═════ Data to examine ═════

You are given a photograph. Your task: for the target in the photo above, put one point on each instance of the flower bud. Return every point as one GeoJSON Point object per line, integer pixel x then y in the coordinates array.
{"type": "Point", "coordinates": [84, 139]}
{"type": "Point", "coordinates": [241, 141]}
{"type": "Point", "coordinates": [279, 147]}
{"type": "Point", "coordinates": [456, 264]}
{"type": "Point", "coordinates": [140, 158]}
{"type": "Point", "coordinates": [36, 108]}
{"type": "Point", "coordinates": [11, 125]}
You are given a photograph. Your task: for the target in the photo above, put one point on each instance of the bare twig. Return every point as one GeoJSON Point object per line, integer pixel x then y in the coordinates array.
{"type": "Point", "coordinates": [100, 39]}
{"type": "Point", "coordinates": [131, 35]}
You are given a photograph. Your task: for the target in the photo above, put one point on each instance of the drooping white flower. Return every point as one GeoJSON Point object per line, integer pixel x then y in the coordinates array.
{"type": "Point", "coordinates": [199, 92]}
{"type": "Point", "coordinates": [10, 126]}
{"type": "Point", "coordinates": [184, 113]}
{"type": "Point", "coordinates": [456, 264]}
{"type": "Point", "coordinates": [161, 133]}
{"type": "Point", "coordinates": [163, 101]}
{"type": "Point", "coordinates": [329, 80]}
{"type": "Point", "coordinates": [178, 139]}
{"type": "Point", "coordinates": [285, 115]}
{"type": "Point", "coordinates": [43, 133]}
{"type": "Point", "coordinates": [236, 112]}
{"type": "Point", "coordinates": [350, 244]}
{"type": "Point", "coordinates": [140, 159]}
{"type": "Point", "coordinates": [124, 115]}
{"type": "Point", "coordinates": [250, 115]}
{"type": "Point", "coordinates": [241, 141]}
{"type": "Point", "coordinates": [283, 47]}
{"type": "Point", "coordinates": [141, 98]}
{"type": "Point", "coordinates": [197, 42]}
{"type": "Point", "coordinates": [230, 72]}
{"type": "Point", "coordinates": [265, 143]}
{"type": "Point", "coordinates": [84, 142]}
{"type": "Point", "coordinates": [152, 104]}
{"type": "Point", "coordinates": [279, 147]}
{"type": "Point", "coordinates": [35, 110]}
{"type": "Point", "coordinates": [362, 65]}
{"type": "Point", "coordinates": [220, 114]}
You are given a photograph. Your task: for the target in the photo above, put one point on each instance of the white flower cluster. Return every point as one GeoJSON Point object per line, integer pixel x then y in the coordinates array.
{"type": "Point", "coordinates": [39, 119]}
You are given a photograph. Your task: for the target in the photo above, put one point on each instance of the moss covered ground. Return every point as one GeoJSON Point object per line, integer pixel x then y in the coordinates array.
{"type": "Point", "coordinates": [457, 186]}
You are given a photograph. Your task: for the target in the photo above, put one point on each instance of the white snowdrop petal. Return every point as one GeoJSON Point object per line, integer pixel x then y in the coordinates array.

═════
═════ Data to examine ═════

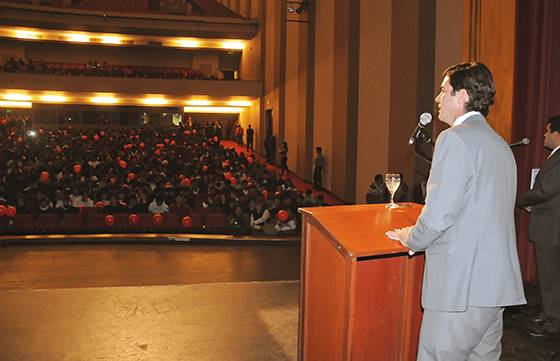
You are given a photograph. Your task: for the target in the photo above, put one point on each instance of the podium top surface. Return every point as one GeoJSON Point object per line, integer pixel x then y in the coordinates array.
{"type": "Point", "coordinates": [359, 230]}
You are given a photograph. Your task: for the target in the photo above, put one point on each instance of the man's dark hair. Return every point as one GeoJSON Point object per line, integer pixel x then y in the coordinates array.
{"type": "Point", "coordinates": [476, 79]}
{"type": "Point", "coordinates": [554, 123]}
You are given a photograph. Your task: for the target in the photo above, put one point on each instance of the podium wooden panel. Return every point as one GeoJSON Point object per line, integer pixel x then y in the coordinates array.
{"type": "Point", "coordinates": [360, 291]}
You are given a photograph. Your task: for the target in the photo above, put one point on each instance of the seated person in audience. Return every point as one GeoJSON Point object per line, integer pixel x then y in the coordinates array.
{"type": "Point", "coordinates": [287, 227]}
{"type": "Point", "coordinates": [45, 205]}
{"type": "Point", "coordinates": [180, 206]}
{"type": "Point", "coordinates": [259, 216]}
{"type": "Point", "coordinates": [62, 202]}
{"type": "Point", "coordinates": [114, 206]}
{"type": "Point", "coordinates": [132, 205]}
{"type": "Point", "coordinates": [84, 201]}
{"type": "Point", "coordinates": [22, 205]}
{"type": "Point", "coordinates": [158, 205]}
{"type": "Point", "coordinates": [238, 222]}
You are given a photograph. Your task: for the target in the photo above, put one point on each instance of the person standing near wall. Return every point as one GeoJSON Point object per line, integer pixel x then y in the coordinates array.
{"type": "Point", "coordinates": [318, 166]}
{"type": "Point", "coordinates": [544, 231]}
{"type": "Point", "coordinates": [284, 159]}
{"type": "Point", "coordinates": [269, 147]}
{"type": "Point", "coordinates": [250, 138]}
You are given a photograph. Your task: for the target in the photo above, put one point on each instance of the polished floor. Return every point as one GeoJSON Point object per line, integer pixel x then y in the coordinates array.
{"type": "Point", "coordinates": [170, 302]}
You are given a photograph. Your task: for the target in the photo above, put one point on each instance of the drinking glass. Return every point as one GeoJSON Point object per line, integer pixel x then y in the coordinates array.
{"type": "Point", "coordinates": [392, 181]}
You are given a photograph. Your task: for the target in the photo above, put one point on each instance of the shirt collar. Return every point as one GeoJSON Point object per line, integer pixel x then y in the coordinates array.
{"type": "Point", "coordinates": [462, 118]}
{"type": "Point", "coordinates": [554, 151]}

═════

▶ [Problem description]
Only the lines above from the line containing "of the moss" through the line containing "the white snowdrop" should be retyped, exactly and with both ends included.

▶ [Worked solution]
You are given a photograph. Your task: for the target in the photo above, put one point on each instance of the moss covered ground. Return every point as one GeoJSON Point object per line, integer pixel x then y in the coordinates array.
{"type": "Point", "coordinates": [457, 186]}
You are given a photograph. Your task: for the target in the photo above, put one point on each instance of the white snowdrop petal. Return every point as one GeoJSON Point object per line, integer pixel x then y in the coordinates array.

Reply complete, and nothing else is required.